> _What you are asked to do_: Copy the lines of data below without any changes, starting with the line that contains "Isolate the orange knitted glove." and ending with the line that contains "[727,218,927,286]", with both of those lines included.
-- start of Records provided --
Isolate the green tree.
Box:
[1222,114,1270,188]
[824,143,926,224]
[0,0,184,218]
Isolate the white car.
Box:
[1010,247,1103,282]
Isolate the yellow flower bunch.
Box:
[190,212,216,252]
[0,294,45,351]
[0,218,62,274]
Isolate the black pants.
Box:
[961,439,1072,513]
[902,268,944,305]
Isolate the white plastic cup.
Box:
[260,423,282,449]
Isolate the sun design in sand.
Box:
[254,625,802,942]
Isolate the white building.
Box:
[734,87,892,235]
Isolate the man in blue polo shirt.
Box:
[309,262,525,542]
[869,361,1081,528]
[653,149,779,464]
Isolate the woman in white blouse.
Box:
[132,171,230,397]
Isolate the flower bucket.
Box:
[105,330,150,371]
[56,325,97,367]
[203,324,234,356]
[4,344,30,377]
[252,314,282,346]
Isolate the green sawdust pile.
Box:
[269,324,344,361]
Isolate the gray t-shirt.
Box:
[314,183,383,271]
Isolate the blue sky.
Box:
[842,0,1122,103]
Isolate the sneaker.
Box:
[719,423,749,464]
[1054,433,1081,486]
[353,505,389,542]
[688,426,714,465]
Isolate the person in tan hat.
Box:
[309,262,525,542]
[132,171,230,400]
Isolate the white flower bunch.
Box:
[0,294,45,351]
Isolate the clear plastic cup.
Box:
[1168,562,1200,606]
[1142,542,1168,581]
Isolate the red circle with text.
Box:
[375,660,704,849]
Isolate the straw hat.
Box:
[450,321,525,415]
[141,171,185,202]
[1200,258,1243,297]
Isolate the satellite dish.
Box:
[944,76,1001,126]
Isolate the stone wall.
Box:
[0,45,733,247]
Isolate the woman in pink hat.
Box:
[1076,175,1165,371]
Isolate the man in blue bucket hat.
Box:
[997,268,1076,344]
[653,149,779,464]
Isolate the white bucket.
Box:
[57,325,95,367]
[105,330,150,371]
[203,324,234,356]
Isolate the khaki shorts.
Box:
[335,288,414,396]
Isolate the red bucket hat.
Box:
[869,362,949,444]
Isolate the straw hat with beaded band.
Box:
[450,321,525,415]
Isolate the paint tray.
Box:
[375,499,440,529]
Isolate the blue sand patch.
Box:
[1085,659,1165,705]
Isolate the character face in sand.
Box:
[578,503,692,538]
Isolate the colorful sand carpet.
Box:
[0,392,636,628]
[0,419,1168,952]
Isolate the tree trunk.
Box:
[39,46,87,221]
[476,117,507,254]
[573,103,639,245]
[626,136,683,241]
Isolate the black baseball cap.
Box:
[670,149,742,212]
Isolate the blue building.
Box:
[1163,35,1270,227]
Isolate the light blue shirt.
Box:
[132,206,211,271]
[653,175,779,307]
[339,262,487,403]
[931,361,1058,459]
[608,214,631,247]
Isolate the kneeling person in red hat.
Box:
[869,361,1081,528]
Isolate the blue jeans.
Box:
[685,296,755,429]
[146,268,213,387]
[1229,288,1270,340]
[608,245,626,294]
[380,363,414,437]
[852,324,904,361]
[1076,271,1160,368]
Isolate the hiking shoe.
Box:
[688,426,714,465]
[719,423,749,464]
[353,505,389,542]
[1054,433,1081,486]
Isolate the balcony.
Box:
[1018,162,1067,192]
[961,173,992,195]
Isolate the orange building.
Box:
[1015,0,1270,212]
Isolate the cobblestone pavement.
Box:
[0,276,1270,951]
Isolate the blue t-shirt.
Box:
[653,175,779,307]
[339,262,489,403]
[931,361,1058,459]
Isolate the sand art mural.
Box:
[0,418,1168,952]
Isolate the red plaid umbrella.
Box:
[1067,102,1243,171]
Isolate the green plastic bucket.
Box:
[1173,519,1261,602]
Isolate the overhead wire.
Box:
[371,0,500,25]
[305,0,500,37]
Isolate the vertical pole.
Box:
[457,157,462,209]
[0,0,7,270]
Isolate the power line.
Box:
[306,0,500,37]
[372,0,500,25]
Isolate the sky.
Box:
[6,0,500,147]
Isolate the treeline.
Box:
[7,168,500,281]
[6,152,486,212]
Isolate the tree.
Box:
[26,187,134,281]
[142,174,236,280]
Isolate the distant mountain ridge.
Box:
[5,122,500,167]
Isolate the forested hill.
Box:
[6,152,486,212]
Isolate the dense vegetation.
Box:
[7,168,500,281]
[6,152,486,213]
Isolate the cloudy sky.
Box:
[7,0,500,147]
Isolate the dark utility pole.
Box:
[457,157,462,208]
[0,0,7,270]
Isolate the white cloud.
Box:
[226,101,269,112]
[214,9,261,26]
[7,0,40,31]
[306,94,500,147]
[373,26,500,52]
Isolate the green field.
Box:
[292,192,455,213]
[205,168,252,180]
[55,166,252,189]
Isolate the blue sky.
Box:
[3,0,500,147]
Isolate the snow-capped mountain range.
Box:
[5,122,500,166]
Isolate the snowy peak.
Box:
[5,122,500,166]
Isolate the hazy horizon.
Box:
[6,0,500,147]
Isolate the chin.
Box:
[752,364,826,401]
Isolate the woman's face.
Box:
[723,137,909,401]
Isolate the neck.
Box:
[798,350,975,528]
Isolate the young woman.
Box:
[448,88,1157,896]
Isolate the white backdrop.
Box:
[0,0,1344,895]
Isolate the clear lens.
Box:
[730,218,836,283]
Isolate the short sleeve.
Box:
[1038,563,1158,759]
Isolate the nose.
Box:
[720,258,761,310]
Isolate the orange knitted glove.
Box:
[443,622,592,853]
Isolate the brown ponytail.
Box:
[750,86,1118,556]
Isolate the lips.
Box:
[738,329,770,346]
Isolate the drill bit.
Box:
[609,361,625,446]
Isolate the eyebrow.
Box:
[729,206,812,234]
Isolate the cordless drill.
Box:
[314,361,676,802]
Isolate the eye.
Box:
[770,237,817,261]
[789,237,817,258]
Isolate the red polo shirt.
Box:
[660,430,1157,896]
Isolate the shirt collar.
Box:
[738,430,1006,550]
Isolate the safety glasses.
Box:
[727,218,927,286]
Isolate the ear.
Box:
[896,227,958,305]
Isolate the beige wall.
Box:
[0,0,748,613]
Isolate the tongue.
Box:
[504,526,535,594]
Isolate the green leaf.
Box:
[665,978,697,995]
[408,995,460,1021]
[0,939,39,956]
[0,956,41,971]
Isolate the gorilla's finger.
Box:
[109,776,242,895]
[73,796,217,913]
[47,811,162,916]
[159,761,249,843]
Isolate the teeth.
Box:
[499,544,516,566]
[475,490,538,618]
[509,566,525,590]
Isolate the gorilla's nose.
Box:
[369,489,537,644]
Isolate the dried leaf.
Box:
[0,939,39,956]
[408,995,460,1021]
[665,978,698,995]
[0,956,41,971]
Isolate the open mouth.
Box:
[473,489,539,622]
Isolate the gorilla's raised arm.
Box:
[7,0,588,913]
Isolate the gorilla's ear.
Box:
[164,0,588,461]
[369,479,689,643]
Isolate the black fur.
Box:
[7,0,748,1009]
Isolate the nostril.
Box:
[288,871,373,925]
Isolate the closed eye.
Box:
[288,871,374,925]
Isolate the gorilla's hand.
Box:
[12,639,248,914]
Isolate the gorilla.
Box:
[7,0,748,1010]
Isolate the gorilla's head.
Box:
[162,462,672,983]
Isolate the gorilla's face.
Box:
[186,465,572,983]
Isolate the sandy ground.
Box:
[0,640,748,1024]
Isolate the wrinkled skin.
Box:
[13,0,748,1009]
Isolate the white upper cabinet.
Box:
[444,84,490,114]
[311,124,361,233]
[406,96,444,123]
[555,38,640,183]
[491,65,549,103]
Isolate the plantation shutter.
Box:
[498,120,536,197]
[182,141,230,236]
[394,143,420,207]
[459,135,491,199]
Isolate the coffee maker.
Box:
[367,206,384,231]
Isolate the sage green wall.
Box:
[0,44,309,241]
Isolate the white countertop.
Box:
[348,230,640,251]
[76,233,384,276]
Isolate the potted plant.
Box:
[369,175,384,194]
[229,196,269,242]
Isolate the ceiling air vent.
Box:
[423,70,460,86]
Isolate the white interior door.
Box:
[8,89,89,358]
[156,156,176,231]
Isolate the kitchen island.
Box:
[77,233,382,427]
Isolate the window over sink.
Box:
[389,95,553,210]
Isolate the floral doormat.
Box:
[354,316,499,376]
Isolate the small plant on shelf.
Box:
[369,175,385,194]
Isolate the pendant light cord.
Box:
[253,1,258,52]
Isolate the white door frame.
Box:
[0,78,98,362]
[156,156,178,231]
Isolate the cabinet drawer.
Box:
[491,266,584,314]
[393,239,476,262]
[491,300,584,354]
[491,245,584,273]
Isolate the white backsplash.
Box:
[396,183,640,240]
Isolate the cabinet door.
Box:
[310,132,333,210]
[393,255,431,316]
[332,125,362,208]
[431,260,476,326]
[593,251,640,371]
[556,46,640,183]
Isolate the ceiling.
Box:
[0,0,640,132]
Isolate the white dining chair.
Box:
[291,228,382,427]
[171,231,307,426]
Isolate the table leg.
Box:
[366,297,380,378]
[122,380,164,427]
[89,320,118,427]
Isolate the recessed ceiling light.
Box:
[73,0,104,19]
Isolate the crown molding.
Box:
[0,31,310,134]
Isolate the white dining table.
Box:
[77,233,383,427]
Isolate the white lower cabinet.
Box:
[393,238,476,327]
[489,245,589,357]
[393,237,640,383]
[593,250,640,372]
-- end of Records provided --
> _Written response_:
Isolate the orange knitted glove.
Box:
[443,622,592,853]
Isolate the brown ponytail.
Box:
[750,86,1118,556]
Isolate the lips.
Box:
[738,329,770,346]
Isolate the drill bit.
Box:
[609,361,625,446]
Isolate the eyebrow.
Box:
[729,206,812,234]
Isolate the cordless drill.
Box:
[314,361,676,802]
Isolate the eye.
Box:
[770,237,817,261]
[789,237,817,258]
Isolate the red polo shirt.
Box:
[660,430,1157,896]
Isolate the shirt collar.
Box:
[738,430,1006,550]
Isolate the safety glasses.
Box:
[727,218,927,286]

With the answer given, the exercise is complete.